## EXCERPT PROVIDED
Content starts

When the parade started I would light up the candle and join the rest. It was an awesome and grand sight. I really enjoyed this self-made lantern using my own efforts. Later I would afford to buy lanterns of animal, boat, areoplane and other shapes in multi colors.

Coincidentally now is also the season of the mid autumn festival. The real date this year is September 14. I have already bought mooncake to eat and there are all sorts of various tastes and shapes to entice buyers. They are also quite expensive but I prefer the original taste. I had introduced the lantern to my grand daughter and hope that she will remember the significance of this tradition that Chinese all over the world hold dear.

There is a degree of romance attached to this festival. A little like Valentine's Day, young lovers may celebrate this mid autumn festival by watching the bright moon on a starry night, singing love songs to each other or go to a movie.

We all need a little mid autumn to spice up our lives.

My Grandfather's Sauce Factory

Right until he died in 1967, my grandpa carried out a business of making soy and chili sauce to sell to customers in our local community. The factory was situated on his land away from the shop where my father had his rubber dealing business inherited from my grandpa. That land was also where my grandma had her pig farm (see another post earlier). And where my second grandma lived. You see, my grandpa had 2 wives ... (more on that later)

The sauce business was a family effort. We all, sons, daughters and grandchildren, dug in to do what we could. I helped out in washing the bottles, peeling the garlic, labeling the bottles, capping them after filling the bottles, and stringing the packed bottles in sets of sixes or eights.

The soy sauce was made from fermented soya beans in covered ceramic vats stored under the sun. The extracts from the process would be removed from the vats, combined and additives added to enhance flavors and storage life. There are 3 basic products from this line: light soy sauce (premium and regular grades), thick and dark soy sauce (with caramel and sugar added) and soya paste (by-product after fermentation).

Grandpa also produced garlic chili sauce using sweet potato as base, garlic and chili. In the factory building was a huge cauldron about 8 feet diameter and a large ladle. In this cauldron, fired by wood charcoal, the peeled potatos were boiled and the other ingredients added and stirred for many hours (days) until they were softened into slurry and gluey consistency. A lot of efforts were involved and it was a very physical process as we did not use any mechanical stirrers. When the sauce has cooled, it was then packed into clean and dried bottles, labeled and capped. I enjoyed putting the bottle caps and press them close using the manual press.

After my grandpa died the business was taken over by my 2nd uncle from my 2nd grandmother side. He ran it for a few years, and finding it hard or lacking interest, he shut down the business and went on to start a hardware and construction material supplies business which became very successful for him.

The sauce business died but had my uncle, or my father decided to carry on, it would be very successful too because out of my hometown has emerged a well know chili sauce brand, Kg Koh Chili Sauce, that is being sold nationwide and very popular in noodle shops and hawker centres. I wasn't very business minded in the 1970s when this business was closed. If I was I could have made use of my Chemistry knowledge to make my grandpa's sauce business a bigger success. Well, all this is speculative but I had used what I studied in another line of business (more of this later).

Content ends

Referring expression records:
Content starts

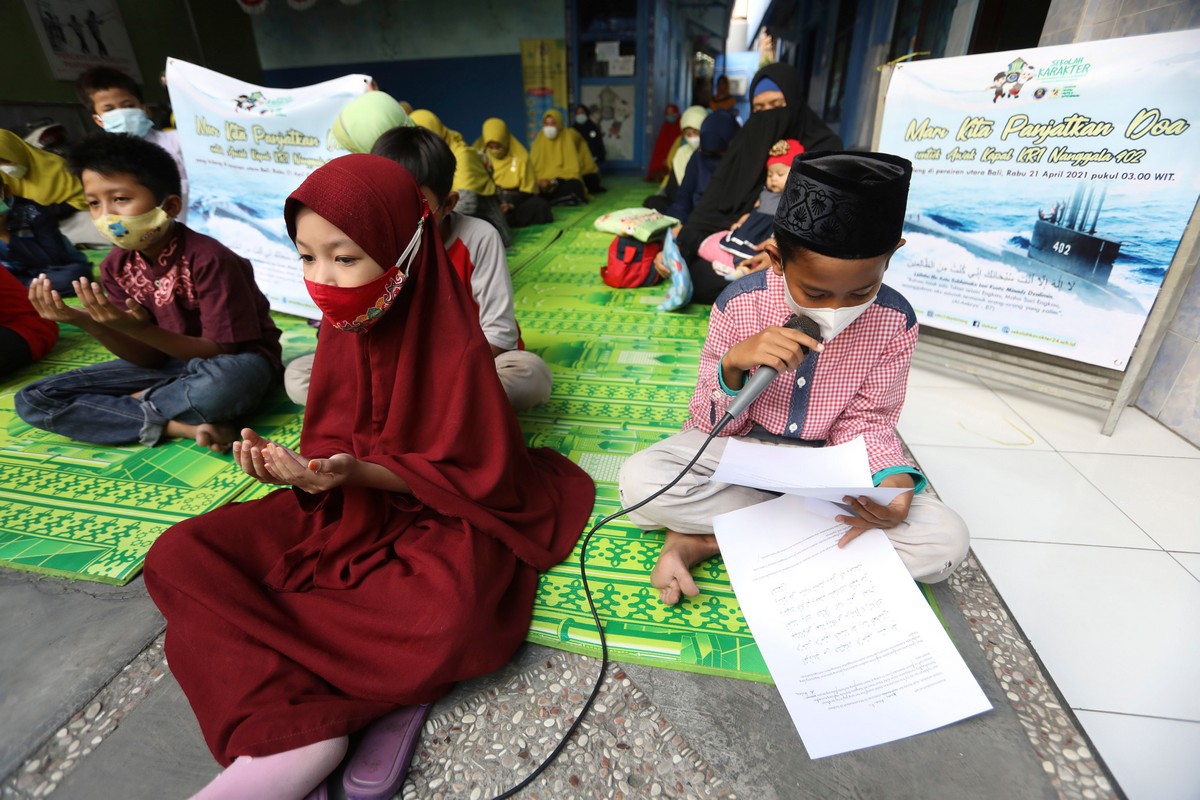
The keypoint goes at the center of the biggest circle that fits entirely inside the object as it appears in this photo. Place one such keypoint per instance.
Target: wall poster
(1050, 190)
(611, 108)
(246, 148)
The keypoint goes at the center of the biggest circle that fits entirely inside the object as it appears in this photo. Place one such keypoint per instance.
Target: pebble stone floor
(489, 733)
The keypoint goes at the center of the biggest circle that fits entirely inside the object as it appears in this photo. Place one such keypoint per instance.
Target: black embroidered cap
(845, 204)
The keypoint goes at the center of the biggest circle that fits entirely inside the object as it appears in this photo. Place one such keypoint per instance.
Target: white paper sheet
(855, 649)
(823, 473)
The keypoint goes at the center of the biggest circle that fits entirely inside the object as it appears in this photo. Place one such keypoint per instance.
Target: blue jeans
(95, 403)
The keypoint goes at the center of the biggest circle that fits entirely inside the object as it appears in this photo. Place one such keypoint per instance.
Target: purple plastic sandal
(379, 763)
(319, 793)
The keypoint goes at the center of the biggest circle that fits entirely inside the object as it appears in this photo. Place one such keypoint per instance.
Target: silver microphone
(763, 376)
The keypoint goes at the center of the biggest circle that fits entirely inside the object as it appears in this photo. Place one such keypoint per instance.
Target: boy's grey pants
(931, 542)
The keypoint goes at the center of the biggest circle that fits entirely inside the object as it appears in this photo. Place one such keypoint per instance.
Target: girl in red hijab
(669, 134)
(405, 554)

Content ends
Content starts

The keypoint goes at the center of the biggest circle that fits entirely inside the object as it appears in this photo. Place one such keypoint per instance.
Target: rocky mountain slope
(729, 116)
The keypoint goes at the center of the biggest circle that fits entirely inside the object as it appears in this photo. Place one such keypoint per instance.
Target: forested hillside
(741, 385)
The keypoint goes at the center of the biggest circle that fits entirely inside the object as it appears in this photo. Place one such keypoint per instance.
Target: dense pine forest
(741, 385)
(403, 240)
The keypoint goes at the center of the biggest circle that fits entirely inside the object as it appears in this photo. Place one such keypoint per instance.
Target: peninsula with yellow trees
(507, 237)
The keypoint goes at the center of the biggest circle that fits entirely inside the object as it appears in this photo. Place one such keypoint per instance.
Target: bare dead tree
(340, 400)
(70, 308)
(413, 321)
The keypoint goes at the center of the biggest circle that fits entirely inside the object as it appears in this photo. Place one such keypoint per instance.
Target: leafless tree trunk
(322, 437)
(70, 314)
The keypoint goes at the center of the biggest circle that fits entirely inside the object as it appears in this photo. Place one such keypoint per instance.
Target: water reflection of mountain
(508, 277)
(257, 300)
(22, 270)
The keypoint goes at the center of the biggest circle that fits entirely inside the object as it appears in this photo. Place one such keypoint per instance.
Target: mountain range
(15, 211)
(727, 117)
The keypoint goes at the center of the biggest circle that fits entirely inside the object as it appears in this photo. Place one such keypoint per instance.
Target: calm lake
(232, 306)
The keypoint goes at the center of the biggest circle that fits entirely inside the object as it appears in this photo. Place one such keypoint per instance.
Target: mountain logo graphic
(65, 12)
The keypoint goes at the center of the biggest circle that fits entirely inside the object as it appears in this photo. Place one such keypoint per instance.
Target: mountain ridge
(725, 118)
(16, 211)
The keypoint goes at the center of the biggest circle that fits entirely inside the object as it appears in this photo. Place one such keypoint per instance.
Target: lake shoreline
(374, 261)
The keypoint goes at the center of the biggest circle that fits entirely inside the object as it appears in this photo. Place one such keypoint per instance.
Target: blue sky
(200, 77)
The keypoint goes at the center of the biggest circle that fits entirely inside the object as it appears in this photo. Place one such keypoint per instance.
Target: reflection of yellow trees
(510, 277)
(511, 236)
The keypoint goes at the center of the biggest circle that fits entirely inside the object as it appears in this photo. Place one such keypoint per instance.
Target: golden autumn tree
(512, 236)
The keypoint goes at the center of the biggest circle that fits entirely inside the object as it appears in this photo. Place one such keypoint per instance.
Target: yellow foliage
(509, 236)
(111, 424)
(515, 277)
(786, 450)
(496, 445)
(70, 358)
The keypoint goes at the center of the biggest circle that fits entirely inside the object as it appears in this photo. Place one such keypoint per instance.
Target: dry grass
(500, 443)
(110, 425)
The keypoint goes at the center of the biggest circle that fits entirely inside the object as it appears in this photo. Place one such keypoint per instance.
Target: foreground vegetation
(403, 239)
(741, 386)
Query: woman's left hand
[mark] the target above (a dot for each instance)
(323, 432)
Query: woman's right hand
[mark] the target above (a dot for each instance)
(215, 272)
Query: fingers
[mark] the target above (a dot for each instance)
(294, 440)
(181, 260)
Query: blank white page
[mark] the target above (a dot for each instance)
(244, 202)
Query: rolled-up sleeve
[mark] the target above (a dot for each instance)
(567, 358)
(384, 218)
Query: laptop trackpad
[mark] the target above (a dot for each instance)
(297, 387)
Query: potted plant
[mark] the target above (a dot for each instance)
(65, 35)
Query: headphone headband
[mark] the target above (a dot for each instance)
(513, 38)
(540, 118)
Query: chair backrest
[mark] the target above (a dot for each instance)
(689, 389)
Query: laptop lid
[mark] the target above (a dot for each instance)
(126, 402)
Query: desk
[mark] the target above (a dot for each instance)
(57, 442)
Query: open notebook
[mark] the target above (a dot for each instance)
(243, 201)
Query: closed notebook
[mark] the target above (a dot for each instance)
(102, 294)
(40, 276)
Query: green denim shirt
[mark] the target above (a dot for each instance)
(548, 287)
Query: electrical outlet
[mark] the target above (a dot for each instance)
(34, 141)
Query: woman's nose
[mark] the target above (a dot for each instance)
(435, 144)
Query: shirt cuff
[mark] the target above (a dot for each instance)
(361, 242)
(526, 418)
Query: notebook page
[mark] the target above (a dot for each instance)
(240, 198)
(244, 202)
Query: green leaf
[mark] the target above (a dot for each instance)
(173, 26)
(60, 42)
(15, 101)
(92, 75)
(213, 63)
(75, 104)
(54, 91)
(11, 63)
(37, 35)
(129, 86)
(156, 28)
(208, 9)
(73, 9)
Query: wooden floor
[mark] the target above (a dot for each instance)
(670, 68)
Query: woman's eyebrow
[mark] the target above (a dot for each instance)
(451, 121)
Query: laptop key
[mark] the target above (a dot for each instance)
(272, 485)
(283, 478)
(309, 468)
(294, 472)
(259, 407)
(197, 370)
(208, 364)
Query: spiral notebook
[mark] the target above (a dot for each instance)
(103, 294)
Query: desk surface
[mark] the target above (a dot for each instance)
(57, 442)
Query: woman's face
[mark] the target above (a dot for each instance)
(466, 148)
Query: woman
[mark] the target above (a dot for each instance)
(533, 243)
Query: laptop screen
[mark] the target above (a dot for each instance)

Content ends

## PROBLEM
Please carry on the text about the grandfather's sauce factory, starting right after its last sentence. The records come from a different source than the text.

## ANSWER TO THIS PROBLEM
Friday, August 29, 2008

Lunar New Year Celebrations

I always look forward to this happy occasion. That was because I would be able to wear new clothings, new shoes, get red packets, eat sweet stuffs I don't get to enjoy on other days of the year, play fire crackers, visit friends (and perhaps get more red packets from their parents) and enjoy school holidays. I'd also enjoy playing with hydrogen-filled balloons, bamboo canons and indulge in some card games (with some gambling involved).

New years were such fun! On the eve of a lunar new year I would look forward to the reunion dinner. That's when all family members would sit down at the dining table and mother would serve delicious food that we only get on new years, such as roast chicken and duck, pork and salted vegetable soup. After dinner we children would wait expectantly for our parents to call us and gave us their red packets with advice to be good and study hard. We would nod our heads obediently and gallop away with our money.

As the clock draw closer to midnight, we would gather around my father and help him set up the fire crackers he had strung up days earlier on a long pole from the window upstairs. When it was midnight my father would lit the first cracker and we would ran away and cupped our ears as the crackers fired loudly in welcome of the new year. Other families nearby would do the same so the sound was quite loud. Those who had gone earlier to bed would surely be awakened by the din.

The following morning, on new year day itself, I would be wearing my new clothings and happily enjoy all the goodies laid out, such as groundnuts and soft drinks. We had no television so the only enjoyment would be through the radio. We children also gang up and roam the neighborhood, buying toys and tidbits using the new year money we received the day before.

Now that I have grown up my pleasure of new years have diminished and it was the memory of my childhood that bring a smile to my face.

To Market, To Market

As the eldest child I had to do many chores at home including scrubbing the floors, feeding the poultry, chopping firewood and doing marketing. The wet market was not very far from the shop where I lived, some 300 yards away. I would be asked by my mother to go to the market sometimes alone to buy vegetable, meat and fish for her to cook. (The wet market has since been demolished and relocated nearer to where my mother now lives)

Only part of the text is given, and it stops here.